[TASK PROMPT]
State only the number of lines in the data below that contain the word "temple".
----- SUPPLIED INFORMATION
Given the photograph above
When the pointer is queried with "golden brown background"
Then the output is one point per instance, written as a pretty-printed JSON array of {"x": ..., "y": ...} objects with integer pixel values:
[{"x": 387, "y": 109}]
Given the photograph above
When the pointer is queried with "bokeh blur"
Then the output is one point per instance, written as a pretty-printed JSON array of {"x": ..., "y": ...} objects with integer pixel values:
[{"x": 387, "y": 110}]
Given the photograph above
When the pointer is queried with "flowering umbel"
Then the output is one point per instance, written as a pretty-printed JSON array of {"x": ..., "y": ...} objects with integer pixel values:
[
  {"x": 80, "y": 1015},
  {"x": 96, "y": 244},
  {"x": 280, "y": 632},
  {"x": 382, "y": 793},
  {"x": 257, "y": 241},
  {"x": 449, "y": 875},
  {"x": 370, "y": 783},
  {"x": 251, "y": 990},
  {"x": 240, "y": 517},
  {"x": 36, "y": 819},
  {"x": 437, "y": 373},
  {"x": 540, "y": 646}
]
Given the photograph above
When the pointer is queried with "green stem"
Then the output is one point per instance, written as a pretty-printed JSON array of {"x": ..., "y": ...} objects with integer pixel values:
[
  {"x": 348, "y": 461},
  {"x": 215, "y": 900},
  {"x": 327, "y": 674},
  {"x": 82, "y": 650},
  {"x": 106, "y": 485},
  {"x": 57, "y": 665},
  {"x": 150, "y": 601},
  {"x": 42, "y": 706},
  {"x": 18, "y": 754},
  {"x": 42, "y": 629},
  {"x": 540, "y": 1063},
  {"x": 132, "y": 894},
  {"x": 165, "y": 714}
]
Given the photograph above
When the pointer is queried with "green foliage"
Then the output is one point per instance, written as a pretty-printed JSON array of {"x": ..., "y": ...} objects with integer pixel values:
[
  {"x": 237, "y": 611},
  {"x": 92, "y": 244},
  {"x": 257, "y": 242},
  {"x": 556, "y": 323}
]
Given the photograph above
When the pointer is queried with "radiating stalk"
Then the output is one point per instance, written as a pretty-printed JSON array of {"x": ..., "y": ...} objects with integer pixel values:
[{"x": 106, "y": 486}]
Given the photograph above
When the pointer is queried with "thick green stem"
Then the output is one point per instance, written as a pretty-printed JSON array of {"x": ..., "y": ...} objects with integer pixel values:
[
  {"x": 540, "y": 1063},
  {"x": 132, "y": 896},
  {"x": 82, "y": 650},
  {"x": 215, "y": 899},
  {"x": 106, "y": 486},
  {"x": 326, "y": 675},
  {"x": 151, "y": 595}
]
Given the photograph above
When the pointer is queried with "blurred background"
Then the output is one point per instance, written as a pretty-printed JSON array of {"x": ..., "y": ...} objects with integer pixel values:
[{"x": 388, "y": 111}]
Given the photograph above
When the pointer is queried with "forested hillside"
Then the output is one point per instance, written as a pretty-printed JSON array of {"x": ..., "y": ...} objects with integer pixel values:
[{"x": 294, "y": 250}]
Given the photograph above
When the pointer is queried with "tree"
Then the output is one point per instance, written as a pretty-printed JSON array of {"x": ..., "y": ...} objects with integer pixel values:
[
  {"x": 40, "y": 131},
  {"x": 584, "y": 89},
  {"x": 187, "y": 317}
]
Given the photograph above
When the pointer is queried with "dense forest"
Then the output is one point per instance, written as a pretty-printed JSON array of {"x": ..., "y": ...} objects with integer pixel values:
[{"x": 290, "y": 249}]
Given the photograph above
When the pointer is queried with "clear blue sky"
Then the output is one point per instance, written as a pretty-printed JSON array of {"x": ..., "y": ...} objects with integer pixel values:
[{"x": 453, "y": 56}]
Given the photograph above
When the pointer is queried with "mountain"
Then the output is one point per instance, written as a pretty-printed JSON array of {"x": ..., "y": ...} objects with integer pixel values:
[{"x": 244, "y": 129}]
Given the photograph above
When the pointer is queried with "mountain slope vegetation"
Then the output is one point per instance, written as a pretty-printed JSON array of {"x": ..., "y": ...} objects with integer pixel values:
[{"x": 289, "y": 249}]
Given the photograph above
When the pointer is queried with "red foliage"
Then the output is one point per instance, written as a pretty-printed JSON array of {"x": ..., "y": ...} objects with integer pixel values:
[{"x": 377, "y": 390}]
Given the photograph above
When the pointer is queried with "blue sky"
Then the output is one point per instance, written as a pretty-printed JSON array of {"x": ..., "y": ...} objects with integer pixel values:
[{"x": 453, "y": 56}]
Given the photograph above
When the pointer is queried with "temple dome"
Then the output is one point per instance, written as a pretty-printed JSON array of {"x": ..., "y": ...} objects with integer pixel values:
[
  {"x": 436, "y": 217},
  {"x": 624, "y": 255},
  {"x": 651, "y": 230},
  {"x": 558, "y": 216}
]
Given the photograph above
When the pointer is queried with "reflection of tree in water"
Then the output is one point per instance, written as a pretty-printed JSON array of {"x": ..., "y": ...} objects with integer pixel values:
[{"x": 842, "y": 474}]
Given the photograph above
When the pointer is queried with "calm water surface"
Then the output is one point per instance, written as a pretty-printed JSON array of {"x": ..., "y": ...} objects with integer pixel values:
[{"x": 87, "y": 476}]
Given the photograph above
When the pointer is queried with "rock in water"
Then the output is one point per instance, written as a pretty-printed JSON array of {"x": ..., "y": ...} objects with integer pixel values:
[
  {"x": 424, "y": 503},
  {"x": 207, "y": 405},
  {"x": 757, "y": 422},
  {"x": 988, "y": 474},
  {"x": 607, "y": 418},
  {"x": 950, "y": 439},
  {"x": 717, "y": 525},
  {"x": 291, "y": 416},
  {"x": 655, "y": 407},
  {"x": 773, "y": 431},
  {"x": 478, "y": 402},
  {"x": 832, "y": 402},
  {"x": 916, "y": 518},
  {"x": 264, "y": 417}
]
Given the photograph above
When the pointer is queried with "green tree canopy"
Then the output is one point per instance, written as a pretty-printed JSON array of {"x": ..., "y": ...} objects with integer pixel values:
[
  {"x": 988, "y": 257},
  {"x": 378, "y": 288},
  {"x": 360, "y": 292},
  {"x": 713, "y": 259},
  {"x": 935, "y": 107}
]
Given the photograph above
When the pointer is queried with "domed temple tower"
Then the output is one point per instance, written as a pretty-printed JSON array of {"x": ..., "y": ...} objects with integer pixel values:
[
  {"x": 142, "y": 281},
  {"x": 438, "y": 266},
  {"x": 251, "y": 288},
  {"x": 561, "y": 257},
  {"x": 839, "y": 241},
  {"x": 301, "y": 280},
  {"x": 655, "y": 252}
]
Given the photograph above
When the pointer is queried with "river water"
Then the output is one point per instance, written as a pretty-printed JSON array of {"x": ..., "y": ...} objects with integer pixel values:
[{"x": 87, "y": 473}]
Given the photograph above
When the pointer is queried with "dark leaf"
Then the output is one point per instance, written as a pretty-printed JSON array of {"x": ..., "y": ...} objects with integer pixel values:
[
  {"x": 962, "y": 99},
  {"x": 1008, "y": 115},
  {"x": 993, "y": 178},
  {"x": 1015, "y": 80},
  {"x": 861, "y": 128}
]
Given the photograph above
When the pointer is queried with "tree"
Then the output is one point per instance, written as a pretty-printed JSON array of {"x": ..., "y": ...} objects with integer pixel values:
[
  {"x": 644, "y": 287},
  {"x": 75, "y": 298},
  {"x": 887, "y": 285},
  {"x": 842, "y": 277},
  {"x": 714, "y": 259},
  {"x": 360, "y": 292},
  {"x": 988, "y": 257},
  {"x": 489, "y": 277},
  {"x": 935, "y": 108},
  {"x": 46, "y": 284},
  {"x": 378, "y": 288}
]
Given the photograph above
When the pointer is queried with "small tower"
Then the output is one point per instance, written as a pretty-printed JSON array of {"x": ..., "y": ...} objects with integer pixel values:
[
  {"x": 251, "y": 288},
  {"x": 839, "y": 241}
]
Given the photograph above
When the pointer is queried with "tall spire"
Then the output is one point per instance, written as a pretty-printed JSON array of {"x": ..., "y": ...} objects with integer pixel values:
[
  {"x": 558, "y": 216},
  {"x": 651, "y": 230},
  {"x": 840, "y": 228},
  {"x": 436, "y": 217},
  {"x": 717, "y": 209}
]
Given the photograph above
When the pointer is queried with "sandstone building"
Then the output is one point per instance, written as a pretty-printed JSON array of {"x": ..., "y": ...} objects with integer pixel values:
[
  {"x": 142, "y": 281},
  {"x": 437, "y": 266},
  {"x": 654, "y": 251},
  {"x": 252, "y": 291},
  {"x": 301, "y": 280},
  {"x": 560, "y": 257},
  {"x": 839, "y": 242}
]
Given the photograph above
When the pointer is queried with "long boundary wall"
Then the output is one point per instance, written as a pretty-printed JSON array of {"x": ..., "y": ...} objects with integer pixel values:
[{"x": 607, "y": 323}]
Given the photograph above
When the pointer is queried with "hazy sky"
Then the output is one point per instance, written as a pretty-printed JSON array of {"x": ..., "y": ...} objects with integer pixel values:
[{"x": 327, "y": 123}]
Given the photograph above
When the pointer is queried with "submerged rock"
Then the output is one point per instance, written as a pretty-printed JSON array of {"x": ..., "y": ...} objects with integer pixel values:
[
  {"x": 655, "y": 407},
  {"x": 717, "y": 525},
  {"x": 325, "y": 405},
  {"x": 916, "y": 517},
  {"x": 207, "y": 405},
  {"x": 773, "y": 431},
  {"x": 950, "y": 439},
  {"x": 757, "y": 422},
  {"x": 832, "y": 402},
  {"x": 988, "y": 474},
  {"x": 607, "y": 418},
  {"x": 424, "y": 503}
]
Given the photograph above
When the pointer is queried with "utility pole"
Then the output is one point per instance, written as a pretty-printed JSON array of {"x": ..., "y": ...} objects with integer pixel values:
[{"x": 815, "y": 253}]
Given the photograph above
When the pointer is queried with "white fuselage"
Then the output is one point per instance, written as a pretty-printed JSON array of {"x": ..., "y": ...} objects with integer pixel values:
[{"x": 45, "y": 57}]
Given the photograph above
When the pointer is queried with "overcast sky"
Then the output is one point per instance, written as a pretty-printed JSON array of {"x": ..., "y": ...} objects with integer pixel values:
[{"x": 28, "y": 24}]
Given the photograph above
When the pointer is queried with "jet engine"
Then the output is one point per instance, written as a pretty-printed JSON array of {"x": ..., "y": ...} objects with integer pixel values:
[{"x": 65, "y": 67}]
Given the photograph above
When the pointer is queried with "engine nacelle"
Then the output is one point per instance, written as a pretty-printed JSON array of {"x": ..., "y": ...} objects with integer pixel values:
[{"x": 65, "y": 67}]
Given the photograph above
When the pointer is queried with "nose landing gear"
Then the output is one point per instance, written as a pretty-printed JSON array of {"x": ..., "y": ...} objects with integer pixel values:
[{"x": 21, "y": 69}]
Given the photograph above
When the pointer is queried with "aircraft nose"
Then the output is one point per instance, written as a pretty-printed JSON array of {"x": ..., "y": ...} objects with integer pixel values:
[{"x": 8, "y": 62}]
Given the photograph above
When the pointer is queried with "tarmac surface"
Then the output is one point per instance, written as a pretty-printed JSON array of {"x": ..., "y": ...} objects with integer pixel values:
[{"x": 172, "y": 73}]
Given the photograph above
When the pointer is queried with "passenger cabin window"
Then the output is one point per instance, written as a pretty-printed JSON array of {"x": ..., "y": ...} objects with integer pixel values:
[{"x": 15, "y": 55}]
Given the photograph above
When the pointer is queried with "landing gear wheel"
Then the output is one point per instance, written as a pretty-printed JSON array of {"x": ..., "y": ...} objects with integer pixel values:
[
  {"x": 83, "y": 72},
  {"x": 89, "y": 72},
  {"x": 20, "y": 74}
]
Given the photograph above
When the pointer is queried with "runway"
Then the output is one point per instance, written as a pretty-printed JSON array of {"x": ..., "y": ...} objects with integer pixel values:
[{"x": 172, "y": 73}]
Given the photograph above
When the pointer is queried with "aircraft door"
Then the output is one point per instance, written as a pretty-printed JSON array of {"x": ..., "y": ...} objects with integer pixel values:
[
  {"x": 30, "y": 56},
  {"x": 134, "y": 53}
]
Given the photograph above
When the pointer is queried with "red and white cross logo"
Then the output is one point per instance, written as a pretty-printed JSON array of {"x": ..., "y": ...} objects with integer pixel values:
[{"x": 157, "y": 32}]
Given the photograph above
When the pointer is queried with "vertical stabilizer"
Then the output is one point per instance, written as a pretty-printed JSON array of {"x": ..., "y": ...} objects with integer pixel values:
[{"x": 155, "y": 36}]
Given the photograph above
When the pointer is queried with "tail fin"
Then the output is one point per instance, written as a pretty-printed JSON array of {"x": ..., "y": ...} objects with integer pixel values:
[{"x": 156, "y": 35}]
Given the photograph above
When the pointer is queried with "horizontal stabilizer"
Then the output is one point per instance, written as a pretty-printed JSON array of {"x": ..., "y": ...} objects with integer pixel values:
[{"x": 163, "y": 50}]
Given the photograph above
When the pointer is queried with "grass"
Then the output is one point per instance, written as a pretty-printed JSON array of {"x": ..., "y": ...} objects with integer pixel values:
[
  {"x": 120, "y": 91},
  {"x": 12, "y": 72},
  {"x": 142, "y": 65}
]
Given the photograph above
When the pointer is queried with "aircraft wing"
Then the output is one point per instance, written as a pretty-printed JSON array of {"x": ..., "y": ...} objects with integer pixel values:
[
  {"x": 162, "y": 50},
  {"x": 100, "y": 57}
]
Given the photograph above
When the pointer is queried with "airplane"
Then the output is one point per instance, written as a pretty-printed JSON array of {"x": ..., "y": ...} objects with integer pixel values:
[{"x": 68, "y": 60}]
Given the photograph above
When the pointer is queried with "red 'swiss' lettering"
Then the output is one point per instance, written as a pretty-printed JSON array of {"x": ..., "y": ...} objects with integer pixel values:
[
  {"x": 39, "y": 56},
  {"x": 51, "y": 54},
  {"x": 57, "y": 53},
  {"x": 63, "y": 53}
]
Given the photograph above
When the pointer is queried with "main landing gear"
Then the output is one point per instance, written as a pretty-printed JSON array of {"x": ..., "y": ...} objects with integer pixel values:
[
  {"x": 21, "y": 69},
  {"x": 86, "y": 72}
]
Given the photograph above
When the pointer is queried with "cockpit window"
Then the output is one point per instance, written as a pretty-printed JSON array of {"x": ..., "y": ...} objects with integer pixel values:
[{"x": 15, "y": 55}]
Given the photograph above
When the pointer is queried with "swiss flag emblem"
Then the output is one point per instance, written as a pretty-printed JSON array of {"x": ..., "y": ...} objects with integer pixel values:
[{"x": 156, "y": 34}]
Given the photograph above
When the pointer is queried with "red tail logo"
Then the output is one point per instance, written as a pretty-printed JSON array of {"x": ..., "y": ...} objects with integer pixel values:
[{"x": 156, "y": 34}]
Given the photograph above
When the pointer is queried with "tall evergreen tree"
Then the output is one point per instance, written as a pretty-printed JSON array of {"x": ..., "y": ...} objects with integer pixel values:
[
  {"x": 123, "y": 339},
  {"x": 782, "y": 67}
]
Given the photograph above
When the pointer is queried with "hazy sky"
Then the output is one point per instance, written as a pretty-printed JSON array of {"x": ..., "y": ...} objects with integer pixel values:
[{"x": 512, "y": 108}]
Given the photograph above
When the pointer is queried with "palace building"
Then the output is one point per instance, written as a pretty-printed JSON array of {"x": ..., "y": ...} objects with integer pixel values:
----------
[SOLUTION TO THIS TASK]
2